### Problem requirements
Starting at the beginning of the items and stopping after the line that contains "82], [347, 82]]", write out every line again, moving each coordinate in the answers by adding 106 to it. Leave all other lines as they are, including the sample coordinate lists.

-- Start of Extracted information --

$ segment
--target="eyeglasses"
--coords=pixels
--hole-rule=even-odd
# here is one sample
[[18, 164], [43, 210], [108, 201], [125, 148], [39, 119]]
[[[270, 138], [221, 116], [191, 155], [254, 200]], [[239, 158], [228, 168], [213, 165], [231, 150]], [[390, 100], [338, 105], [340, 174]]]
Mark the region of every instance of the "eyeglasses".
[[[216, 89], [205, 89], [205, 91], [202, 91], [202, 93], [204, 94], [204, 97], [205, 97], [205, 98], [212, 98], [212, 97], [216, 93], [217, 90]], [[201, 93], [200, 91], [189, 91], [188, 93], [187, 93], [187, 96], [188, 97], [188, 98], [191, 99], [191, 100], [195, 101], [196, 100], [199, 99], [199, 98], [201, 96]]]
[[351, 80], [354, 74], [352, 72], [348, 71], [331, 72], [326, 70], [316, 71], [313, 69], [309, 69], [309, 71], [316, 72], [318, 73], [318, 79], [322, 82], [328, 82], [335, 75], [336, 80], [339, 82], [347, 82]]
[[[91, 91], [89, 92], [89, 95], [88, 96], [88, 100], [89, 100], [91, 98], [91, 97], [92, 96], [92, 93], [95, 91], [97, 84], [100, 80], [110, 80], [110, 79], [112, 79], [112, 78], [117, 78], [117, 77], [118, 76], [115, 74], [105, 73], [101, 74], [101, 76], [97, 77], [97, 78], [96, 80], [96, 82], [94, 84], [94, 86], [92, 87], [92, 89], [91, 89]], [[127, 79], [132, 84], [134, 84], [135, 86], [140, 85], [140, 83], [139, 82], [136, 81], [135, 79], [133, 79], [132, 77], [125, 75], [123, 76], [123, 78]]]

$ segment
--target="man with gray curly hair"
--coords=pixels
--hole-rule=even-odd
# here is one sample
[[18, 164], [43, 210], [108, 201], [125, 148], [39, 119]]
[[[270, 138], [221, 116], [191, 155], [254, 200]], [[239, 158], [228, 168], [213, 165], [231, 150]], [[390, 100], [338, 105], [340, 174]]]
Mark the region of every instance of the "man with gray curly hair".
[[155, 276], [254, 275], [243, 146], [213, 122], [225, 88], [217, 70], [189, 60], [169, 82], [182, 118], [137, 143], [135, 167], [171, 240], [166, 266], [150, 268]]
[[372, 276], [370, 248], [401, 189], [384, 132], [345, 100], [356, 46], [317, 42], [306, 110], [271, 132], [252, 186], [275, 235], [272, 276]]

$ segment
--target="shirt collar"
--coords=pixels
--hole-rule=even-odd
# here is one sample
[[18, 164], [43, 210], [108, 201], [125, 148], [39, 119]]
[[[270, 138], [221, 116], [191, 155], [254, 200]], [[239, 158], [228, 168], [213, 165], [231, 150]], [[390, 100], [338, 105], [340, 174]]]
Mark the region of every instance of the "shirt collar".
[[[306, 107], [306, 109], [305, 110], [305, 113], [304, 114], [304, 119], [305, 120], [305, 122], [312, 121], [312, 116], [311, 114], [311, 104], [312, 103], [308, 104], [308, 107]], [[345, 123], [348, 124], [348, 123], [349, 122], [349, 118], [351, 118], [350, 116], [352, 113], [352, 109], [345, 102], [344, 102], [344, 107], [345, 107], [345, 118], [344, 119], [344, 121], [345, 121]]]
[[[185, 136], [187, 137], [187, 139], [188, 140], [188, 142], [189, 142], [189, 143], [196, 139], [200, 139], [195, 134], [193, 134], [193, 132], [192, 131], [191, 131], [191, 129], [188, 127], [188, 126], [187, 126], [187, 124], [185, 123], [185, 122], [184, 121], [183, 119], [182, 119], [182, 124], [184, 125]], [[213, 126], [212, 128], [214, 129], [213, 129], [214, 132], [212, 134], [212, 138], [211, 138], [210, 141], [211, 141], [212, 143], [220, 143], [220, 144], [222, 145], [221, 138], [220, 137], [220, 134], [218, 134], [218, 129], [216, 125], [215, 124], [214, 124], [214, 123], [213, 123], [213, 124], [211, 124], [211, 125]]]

-- End of Extracted information --

### The reply
$ segment
--target="eyeglasses"
--coords=pixels
--hole-rule=even-odd
# here is one sample
[[18, 164], [43, 210], [108, 201], [125, 148], [39, 119]]
[[[270, 138], [221, 116], [191, 155], [254, 200]], [[239, 158], [228, 168], [213, 165], [231, 150]], [[390, 100], [338, 105], [340, 174]]]
Mark the region of every instance of the "eyeglasses".
[[[322, 195], [311, 195], [311, 197], [308, 197], [308, 199], [310, 200], [310, 203], [311, 203], [311, 204], [318, 204], [318, 203], [322, 199], [323, 196]], [[307, 199], [306, 197], [295, 197], [294, 199], [293, 199], [293, 202], [294, 203], [294, 204], [297, 205], [297, 206], [301, 207], [302, 206], [305, 205], [305, 204], [307, 202]]]
[[457, 186], [460, 180], [458, 178], [454, 177], [437, 178], [432, 176], [422, 177], [419, 175], [415, 175], [415, 177], [422, 178], [424, 179], [424, 185], [428, 188], [434, 188], [441, 181], [442, 186], [445, 188], [453, 188]]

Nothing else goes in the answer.